─── Provided entries

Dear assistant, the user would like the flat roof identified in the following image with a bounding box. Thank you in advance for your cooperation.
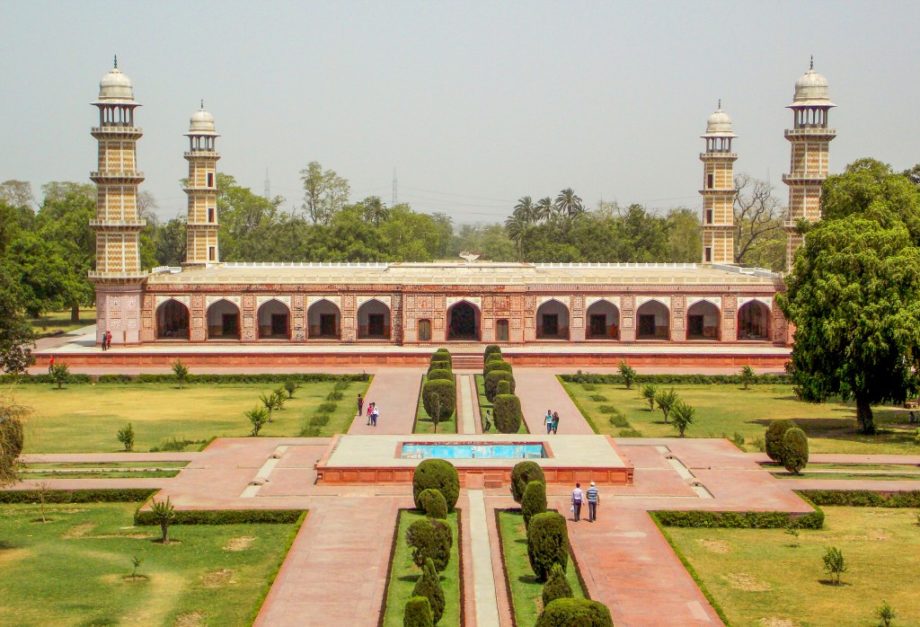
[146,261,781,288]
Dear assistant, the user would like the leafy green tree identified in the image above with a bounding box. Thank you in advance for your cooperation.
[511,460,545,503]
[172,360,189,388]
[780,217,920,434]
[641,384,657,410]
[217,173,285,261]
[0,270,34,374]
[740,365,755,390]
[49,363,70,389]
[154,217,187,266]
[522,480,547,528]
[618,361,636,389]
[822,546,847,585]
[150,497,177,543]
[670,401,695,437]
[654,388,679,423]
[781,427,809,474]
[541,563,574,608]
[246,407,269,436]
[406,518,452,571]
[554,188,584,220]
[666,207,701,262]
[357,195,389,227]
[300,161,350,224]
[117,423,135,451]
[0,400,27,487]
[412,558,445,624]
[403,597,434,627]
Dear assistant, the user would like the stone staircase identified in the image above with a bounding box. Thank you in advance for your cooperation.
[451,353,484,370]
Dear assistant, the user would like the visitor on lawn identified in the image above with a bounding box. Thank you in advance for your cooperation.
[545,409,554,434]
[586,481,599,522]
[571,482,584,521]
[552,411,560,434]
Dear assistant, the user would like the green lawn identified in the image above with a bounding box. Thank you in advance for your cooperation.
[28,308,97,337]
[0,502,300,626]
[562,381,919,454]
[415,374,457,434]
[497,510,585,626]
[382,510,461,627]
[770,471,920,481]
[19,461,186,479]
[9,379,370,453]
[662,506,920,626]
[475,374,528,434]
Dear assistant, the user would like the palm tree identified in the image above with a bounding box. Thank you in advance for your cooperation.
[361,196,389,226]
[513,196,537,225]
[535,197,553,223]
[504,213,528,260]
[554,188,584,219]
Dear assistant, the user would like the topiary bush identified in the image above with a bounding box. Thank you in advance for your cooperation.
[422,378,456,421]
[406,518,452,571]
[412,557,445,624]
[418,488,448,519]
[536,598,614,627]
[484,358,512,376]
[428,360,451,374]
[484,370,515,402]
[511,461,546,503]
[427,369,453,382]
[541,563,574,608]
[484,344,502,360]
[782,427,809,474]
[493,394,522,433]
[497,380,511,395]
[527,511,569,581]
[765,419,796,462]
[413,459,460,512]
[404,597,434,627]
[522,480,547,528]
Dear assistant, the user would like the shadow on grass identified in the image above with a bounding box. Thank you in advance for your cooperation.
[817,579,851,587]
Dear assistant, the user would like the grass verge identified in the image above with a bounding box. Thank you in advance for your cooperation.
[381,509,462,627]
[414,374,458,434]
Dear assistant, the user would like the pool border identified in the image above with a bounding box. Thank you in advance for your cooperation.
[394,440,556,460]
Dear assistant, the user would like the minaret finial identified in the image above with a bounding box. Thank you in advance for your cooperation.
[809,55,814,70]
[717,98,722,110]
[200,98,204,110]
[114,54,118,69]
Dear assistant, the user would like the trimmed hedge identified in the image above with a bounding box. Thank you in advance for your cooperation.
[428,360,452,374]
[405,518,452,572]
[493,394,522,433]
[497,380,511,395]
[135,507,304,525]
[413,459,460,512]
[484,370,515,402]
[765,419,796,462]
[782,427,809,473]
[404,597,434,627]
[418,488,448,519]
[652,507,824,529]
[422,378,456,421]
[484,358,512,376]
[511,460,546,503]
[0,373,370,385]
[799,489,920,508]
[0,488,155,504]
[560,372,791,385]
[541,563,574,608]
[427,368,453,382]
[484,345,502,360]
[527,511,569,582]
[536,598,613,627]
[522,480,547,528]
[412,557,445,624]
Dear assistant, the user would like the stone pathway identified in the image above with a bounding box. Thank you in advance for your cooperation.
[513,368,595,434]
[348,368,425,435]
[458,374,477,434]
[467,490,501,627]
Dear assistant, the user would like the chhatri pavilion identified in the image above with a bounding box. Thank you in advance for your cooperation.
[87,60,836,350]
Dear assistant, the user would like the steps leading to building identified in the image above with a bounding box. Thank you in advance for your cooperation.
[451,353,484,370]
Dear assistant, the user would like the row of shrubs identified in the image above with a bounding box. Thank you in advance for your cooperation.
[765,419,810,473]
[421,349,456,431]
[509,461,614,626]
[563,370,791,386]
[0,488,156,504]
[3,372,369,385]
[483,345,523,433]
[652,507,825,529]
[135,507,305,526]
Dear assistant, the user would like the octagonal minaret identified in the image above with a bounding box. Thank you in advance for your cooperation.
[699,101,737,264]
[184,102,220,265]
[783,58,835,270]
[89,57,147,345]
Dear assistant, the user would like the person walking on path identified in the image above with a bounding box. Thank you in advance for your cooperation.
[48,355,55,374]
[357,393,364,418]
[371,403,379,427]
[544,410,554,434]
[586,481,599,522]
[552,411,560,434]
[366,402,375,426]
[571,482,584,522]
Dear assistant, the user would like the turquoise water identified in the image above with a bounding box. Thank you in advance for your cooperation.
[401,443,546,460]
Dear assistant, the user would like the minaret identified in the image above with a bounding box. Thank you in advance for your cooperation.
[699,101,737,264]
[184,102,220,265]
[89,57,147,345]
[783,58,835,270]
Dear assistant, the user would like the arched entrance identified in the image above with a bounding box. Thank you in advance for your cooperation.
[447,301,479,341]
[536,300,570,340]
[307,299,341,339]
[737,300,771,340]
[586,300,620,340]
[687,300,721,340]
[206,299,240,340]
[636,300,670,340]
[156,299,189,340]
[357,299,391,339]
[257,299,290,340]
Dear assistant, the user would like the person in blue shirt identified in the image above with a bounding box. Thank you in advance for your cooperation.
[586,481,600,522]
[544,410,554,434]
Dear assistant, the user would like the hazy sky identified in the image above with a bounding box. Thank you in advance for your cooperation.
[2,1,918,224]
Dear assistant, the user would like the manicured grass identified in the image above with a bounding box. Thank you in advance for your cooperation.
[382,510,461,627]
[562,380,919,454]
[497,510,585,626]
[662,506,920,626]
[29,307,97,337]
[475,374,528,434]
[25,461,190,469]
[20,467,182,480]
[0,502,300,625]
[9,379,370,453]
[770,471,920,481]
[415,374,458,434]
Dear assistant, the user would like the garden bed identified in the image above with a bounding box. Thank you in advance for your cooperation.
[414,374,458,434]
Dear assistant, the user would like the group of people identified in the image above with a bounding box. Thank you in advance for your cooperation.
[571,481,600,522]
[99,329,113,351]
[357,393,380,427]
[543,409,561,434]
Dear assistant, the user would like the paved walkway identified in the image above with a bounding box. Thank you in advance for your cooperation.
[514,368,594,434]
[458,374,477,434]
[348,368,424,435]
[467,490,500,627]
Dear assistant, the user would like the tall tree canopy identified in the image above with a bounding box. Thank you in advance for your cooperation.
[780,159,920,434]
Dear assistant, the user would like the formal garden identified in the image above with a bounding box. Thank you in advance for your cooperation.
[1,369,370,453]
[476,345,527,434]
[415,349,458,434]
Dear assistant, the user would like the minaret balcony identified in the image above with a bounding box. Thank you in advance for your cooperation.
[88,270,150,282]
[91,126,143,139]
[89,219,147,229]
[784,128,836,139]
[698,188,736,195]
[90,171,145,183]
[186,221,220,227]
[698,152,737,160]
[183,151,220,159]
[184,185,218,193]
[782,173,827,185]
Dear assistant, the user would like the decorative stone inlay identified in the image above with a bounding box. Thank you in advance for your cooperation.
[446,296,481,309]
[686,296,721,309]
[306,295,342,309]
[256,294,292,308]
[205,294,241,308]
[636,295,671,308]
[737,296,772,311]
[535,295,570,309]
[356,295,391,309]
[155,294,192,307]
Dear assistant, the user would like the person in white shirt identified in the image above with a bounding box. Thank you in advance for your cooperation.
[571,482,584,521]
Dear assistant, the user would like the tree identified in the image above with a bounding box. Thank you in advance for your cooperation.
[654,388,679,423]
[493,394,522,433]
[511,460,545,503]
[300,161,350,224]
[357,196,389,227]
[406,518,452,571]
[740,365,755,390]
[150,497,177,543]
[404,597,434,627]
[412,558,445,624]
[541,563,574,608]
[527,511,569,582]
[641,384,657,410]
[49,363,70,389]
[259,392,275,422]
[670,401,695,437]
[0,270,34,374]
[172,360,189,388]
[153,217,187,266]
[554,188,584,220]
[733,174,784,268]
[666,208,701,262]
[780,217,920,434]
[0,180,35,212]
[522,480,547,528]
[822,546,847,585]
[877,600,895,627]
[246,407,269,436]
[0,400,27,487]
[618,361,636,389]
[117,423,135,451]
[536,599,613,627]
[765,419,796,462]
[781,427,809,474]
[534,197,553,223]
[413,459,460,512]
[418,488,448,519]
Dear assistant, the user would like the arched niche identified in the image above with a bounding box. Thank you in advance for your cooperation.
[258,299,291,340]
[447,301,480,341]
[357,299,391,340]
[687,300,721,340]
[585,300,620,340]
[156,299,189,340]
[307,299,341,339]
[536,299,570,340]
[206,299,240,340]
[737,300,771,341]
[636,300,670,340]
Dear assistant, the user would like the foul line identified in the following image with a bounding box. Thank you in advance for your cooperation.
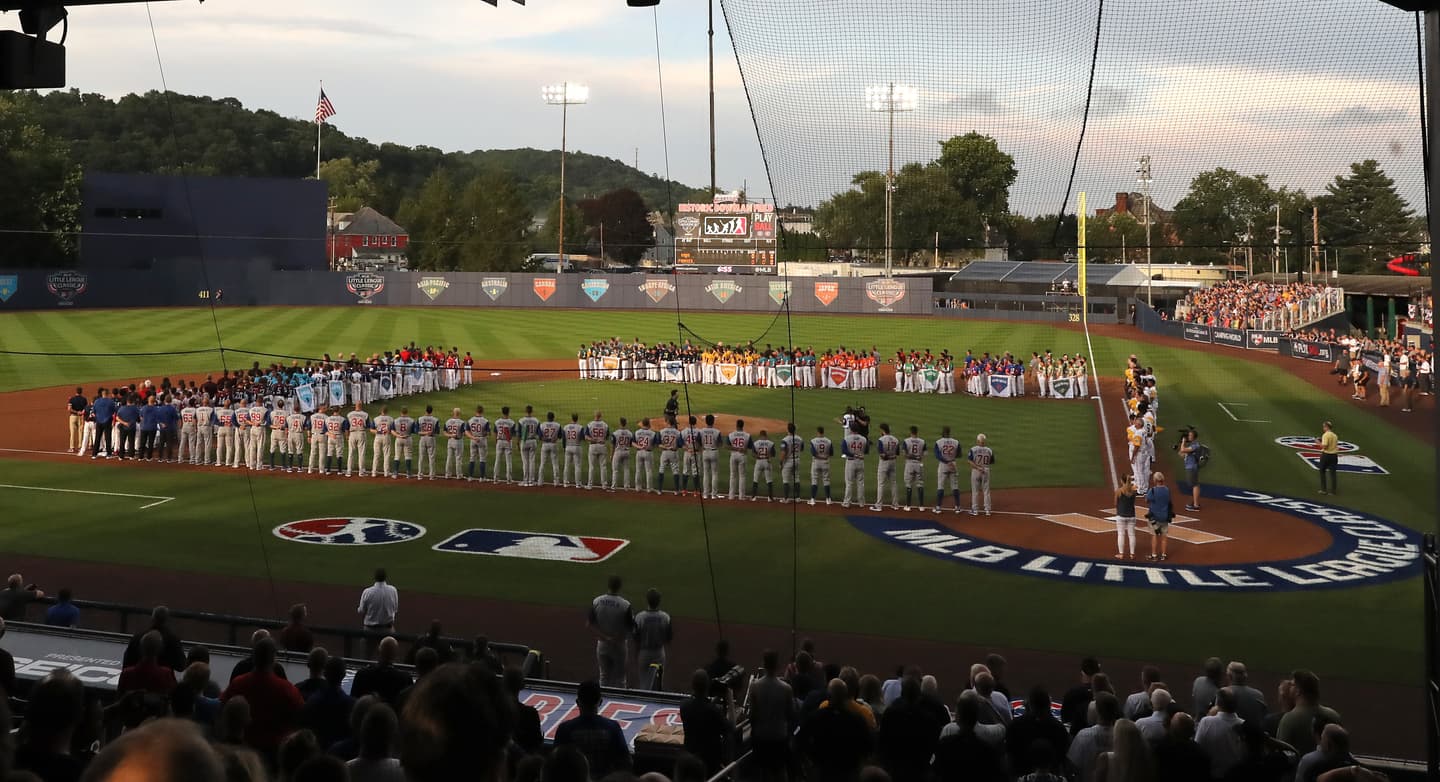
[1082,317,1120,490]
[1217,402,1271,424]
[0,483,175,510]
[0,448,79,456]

──────

» Instructions to follow: Only the lines from the one containing "Dear assistant, the user would like the foul" through the final line of the records should be transcribed, exactly and with no pictures.

» Problem solution:
Dear assistant, the user would like the foul line identified in the following image with a bounding box. Thank you in advance for your cooperation.
[1082,317,1120,490]
[1217,402,1271,424]
[0,483,175,510]
[0,448,79,456]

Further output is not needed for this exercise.